### Task to complete
Retype the whole listing verbatim and keep the pictures out of it.

### Data for processing

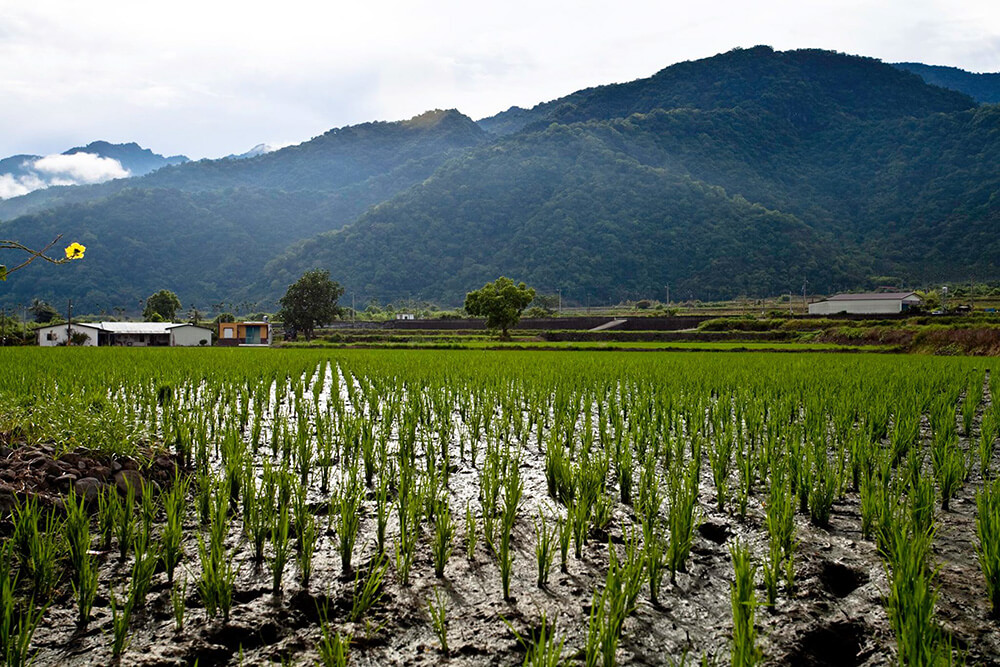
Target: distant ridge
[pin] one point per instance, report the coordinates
(982, 87)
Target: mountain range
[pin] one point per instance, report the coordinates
(750, 172)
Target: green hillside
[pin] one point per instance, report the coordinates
(746, 173)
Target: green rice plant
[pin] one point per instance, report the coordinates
(205, 485)
(368, 590)
(174, 504)
(744, 605)
(16, 630)
(543, 548)
(564, 527)
(406, 543)
(178, 604)
(772, 572)
(121, 617)
(505, 561)
(471, 533)
(988, 534)
(823, 491)
(218, 574)
(143, 568)
(438, 611)
(83, 568)
(988, 431)
(720, 456)
(348, 518)
(305, 528)
(382, 507)
(444, 533)
(108, 501)
(258, 510)
(623, 470)
(279, 547)
(543, 647)
(334, 647)
(602, 643)
(949, 469)
(912, 597)
(655, 557)
(44, 551)
(681, 519)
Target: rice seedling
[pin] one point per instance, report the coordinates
(121, 617)
(543, 646)
(178, 604)
(368, 590)
(988, 546)
(444, 532)
(564, 527)
(174, 504)
(681, 518)
(334, 648)
(744, 604)
(471, 533)
(438, 611)
(83, 567)
(279, 548)
(348, 517)
(543, 548)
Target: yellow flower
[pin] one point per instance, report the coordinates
(75, 251)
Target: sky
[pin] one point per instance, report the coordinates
(214, 77)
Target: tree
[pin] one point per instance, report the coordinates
(309, 302)
(164, 303)
(500, 302)
(43, 311)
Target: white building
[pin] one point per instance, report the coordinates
(879, 303)
(129, 334)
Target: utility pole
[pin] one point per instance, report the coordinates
(69, 322)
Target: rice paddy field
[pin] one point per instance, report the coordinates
(424, 507)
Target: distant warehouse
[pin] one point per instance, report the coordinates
(878, 303)
(129, 334)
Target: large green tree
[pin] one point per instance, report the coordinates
(309, 302)
(501, 302)
(164, 304)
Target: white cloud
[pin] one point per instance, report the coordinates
(80, 168)
(209, 78)
(75, 169)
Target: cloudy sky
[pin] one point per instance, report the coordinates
(210, 77)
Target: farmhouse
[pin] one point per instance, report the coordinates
(130, 334)
(244, 333)
(878, 303)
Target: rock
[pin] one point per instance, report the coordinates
(65, 481)
(129, 478)
(88, 487)
(70, 459)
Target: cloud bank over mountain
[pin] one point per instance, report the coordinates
(35, 173)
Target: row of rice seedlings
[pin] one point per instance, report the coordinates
(988, 538)
(744, 650)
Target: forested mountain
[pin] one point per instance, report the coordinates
(808, 88)
(103, 161)
(746, 173)
(205, 229)
(981, 87)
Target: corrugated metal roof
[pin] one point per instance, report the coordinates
(873, 296)
(143, 327)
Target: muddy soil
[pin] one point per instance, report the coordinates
(835, 616)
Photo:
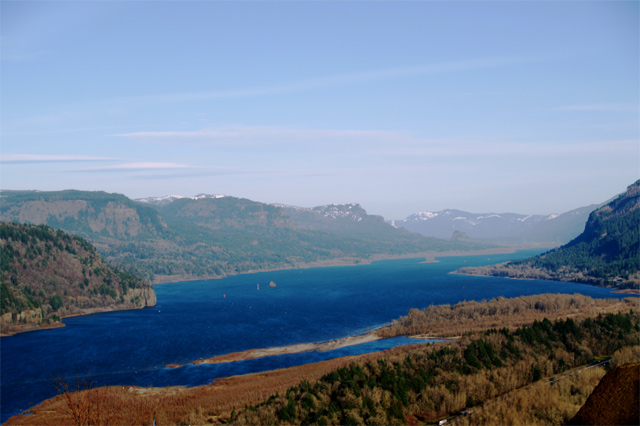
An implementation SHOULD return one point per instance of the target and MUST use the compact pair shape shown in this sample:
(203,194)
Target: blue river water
(200,319)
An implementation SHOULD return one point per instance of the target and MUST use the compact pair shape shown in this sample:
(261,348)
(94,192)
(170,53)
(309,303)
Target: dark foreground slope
(417,384)
(210,237)
(46,275)
(606,253)
(615,401)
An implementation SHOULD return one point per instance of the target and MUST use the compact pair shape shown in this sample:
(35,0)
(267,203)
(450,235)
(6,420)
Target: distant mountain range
(607,253)
(502,228)
(175,238)
(46,275)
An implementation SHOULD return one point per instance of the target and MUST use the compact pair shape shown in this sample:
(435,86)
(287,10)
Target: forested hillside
(521,374)
(427,383)
(208,237)
(607,253)
(46,275)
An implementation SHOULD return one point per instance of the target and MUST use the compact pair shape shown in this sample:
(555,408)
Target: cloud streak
(48,158)
(340,80)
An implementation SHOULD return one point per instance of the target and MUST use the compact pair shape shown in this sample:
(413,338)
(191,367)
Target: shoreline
(429,257)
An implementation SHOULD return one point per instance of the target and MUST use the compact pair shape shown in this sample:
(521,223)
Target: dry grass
(471,317)
(214,403)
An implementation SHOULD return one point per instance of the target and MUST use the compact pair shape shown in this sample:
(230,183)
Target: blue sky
(525,107)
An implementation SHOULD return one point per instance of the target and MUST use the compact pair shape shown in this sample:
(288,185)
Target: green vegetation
(210,238)
(47,274)
(428,382)
(607,253)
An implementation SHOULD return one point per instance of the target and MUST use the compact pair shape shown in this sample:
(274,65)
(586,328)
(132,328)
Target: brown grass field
(214,403)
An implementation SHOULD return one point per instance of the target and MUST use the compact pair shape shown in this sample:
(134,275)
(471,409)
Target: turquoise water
(200,319)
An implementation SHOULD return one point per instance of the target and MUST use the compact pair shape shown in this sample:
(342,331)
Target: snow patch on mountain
(168,199)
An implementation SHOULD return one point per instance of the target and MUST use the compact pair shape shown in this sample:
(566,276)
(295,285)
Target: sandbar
(291,349)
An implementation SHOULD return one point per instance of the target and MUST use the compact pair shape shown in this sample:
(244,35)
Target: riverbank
(429,256)
(218,402)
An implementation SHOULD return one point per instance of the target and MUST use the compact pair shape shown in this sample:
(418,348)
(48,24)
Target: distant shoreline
(430,257)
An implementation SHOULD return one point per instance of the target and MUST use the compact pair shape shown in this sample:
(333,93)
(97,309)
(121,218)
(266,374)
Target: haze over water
(200,319)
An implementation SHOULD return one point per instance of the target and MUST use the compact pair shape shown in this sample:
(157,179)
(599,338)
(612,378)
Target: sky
(401,106)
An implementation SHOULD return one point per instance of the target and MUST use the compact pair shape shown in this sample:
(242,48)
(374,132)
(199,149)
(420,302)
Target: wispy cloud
(339,80)
(140,166)
(258,135)
(601,107)
(48,158)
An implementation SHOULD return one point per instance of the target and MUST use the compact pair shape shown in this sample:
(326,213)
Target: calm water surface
(200,319)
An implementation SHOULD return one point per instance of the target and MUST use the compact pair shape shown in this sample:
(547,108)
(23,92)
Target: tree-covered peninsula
(606,254)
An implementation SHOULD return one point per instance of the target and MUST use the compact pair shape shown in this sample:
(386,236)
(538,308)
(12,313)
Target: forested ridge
(502,375)
(430,382)
(209,238)
(46,275)
(607,253)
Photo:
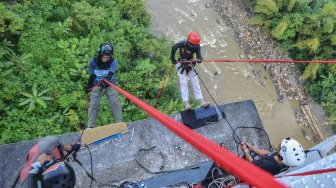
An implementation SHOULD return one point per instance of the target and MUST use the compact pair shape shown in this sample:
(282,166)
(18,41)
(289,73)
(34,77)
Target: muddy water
(227,82)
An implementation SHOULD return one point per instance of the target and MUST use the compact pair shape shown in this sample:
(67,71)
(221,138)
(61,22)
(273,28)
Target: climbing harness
(260,61)
(245,171)
(163,84)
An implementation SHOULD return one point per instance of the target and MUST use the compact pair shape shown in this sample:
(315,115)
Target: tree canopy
(45,48)
(306,30)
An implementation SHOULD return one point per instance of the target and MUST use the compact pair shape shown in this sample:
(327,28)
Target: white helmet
(292,152)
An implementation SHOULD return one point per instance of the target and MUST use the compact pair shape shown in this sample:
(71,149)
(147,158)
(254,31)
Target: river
(227,82)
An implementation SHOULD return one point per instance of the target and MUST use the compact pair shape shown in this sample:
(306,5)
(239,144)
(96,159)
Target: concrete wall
(115,160)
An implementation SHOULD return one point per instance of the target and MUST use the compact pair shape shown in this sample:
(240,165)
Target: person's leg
(95,98)
(183,78)
(197,89)
(112,97)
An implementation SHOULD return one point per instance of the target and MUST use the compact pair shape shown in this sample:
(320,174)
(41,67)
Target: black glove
(75,147)
(103,84)
(87,89)
(109,75)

### Solved exercise
Target: distant ridge
[pin] one point per instance, report the coordinates
(982, 87)
Target: mountain range
[pin] one point per instance, report the coordinates
(750, 172)
Target: green hillside
[pin] one point per instance, report the coordinates
(746, 173)
Target: green rice plant
[pin] one point per instance, report the coordinates
(205, 485)
(368, 590)
(174, 504)
(744, 605)
(16, 630)
(543, 548)
(564, 527)
(406, 543)
(178, 604)
(772, 572)
(121, 617)
(505, 561)
(471, 533)
(988, 534)
(823, 491)
(218, 574)
(143, 568)
(438, 611)
(83, 568)
(988, 431)
(720, 456)
(348, 518)
(305, 528)
(382, 507)
(444, 533)
(108, 501)
(258, 510)
(623, 470)
(279, 547)
(543, 647)
(334, 647)
(602, 643)
(949, 469)
(912, 597)
(655, 557)
(44, 551)
(681, 519)
Target: rice seedling
[pin] one point per instance, report the coordinates
(121, 617)
(543, 646)
(178, 604)
(368, 590)
(988, 546)
(444, 532)
(564, 527)
(174, 504)
(681, 518)
(334, 648)
(744, 604)
(471, 533)
(438, 611)
(83, 567)
(279, 548)
(348, 517)
(543, 548)
Target: yellow flower
[pin] one point per instance, report the coordinates
(75, 251)
Target: sky
[pin] one point per instance, report the coordinates
(214, 77)
Target: tree
[pin] one point per instance, report the coordinates
(309, 302)
(164, 303)
(500, 302)
(43, 311)
Target: white building
[pin] one point per instance, report the coordinates
(879, 303)
(129, 334)
Target: utility pole
[pin] one point per instance, report the coordinates
(69, 322)
Target: rice paddy field
[pin] one point per instance, report the coordinates
(424, 507)
Target: distant warehouse
[pin] one point per instance, report the coordinates
(878, 303)
(129, 334)
Target: large green tree
[pin] one point per instance, report the coordinates
(309, 302)
(501, 302)
(164, 304)
Target: white cloud
[pin] one point per instance, report the coordinates
(80, 168)
(209, 78)
(75, 169)
Target: cloudy sky
[pin] one point per instance, report the coordinates
(210, 77)
Target: farmhouse
[pin] one point per instance, report the coordinates
(130, 334)
(244, 333)
(878, 303)
Target: rock
[pin] one point per instance, report the coordinates
(65, 481)
(129, 478)
(88, 487)
(70, 459)
Target: cloud bank over mountain
[pin] one point per instance, report the coordinates
(35, 173)
Target: row of rice seedlings
[pin] one point per instance, report the coordinates
(988, 538)
(744, 650)
Target: forested mountain
[pin] one point per instance, report the coordinates
(808, 88)
(103, 161)
(746, 173)
(205, 229)
(981, 87)
Target: corrugated metal roof
[pin] one point per instance, report the coordinates
(873, 296)
(143, 327)
Target: muddy soil
[pin] one point per instance, report the coordinates
(835, 616)
Photo:
An implementation SHOULD return one point per instance of the target and MUST use the compact pair shape shown in this sample:
(203,194)
Target: blue river water
(200,319)
An implementation SHOULD return one point per instance of the target and MUST use the compact pair shape shown in this sample:
(261,348)
(94,192)
(170,53)
(309,303)
Target: dark foreground slope
(417,384)
(210,237)
(46,275)
(606,253)
(615,401)
An implementation SHOULD return one point per instance of the target and MUST use the compact pair shape shown in this sample:
(35,0)
(267,203)
(450,235)
(6,420)
Target: distant mountain range
(607,253)
(502,228)
(175,238)
(46,275)
An implementation SHOULD return one point per instance of the target and MUST use the compact pair shape shown in this sample:
(435,86)
(287,10)
Target: forested hillside
(521,374)
(427,383)
(208,237)
(607,253)
(46,275)
An implementation SHOULD return one point per instance of the target and MUST use the compact pair shape shown in this sample:
(555,408)
Target: cloud streak
(48,158)
(340,80)
An implementation SHOULD return one point per instance of the target and MUST use the compact pair shape shown in this sample:
(413,338)
(191,367)
Target: shoreline
(429,257)
An implementation SHOULD return one point per instance of the target and MUST use the compact pair shape shown in this sample:
(521,223)
Target: dry grass
(471,317)
(214,403)
An implementation SHOULD return one point per instance of the target and MUST use the compact pair shape shown in this sample:
(230,183)
Target: blue sky
(525,107)
An implementation SHOULD return one point per instance of the target and MUST use the compact pair shape shown in this sample:
(288,185)
Target: green vegetation
(210,238)
(47,274)
(428,382)
(607,253)
An implementation SHOULD return one point per instance of the target and MUST use the compact pair shape shown in this sample:
(274,65)
(586,328)
(132,328)
Target: brown grass field
(214,403)
An implementation SHOULD return one point per instance of the target and MUST use the compact pair shape shown in this sample:
(134,275)
(471,409)
Target: turquoise water
(200,319)
An implementation SHOULD return one point per instance of the target and MUST use the compact pair shape shown in this sample:
(342,331)
Target: snow patch on mountain
(168,199)
An implementation SHOULD return one point per instance of the target and MUST use the compact pair shape shown in this sample:
(566,276)
(295,285)
Target: sandbar
(291,349)
An implementation SHOULD return one point per instance of the target and MUST use the compact pair shape shown in this sample:
(244,35)
Target: riverbank
(429,256)
(218,402)
An implementation SHOULD return one point per instance of the target and MUST use the compact pair shape shown in this sample:
(418,348)
(48,24)
Target: distant shoreline
(430,257)
An implementation SHOULD return one point per instance of the target and MUST use the compact pair shape shown in this sample:
(333,93)
(97,309)
(121,218)
(266,374)
Target: haze over water
(200,319)
An implementation SHOULD return one point per instance of the target and MUST use the compact pair shape shown in this sample:
(157,179)
(599,338)
(612,378)
Target: sky
(401,106)
An implementation SHOULD return one point per instance of the target and MUST use the compact pair shape shown in this sample:
(242,48)
(374,132)
(199,149)
(420,302)
Target: wispy cloud
(339,80)
(140,166)
(258,135)
(601,107)
(48,158)
An implementation SHOULD return one point per instance of the target and MUST use the compact pair shape shown in this sample:
(326,213)
Target: calm water surface
(200,319)
An implementation SHOULD return one point per instance of the target and MUST use the compact pair shape shown in this sample:
(547,108)
(23,92)
Target: tree-covered peninsula
(606,254)
An implementation SHOULD return one point per instance of the target and MUST use the compact pair shape shown in this sample:
(386,236)
(538,308)
(12,313)
Target: forested ridge
(502,375)
(430,382)
(209,238)
(46,275)
(607,253)
Photo:
An implementation SHOULD return one point per instance of the target and MUST use the compact pair shape shown in this sample:
(282,166)
(18,41)
(289,73)
(34,77)
Target: muddy water
(227,82)
An implementation SHOULD return one point per instance of the target and MUST use the compact pair shape shown in this sample:
(67,71)
(221,138)
(61,22)
(273,28)
Target: climbing harness
(260,61)
(245,171)
(163,84)
An implementation SHOULD return one point per instance of the target and MUST use the compact pair shape shown in this sample:
(315,115)
Target: tree canopy
(45,48)
(306,30)
An implementation SHOULD return one point per instance of the target and MUST use the compact pair shape shown in this sample:
(327,28)
Target: white helmet
(292,152)
An implementation SHOULD return one point per instance of the target and MUST use the compact pair shape shown in this sample:
(71,149)
(147,158)
(254,31)
Target: river
(227,82)
An implementation SHOULD return one point per instance of the target and MUST use the compact pair shape shown in this sample:
(306,5)
(239,144)
(96,159)
Target: concrete wall
(115,160)
An implementation SHOULD return one point per instance of the target and MUST use the compact pair shape shown in this sample:
(240,165)
Target: person's leg
(95,98)
(183,78)
(197,89)
(112,97)
An implementation SHOULD return one point per instance of the target and MUST use the compact pair shape shown in this sample:
(320,174)
(41,67)
Target: black glove
(75,147)
(103,84)
(87,89)
(109,75)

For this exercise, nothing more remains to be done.